Stored data entries
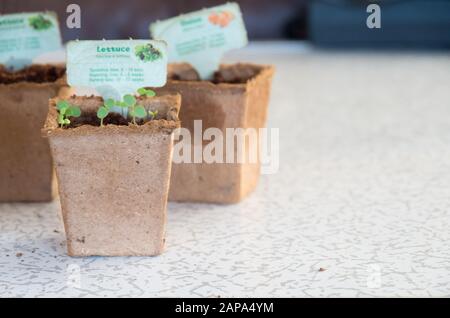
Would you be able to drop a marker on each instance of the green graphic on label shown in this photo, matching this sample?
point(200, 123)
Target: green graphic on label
point(202, 37)
point(26, 36)
point(117, 67)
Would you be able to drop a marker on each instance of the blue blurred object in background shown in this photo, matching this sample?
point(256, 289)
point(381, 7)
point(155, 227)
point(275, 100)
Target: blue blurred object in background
point(404, 24)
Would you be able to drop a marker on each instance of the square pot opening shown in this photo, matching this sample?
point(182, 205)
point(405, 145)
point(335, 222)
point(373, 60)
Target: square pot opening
point(37, 73)
point(239, 73)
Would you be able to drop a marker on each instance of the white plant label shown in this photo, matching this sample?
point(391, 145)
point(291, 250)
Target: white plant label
point(202, 37)
point(26, 36)
point(117, 67)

:: Task description ::
Where the string "this" appears in a line of the entries above, return that line.

:: Answer area ::
Would you be able to drop a marker on each instance of the green graphic on label shown in this photo, matching this sample?
Would you be able to drop a marker on each instance of the blue blurred object in background shown in this photo, matching this sample?
Would you be able to drop a marker on each instance of the square pot opening shown in this photo, matching this sample?
Would you be able to drop a marker on each instance of the white plant label shown in this photo, matching this sample?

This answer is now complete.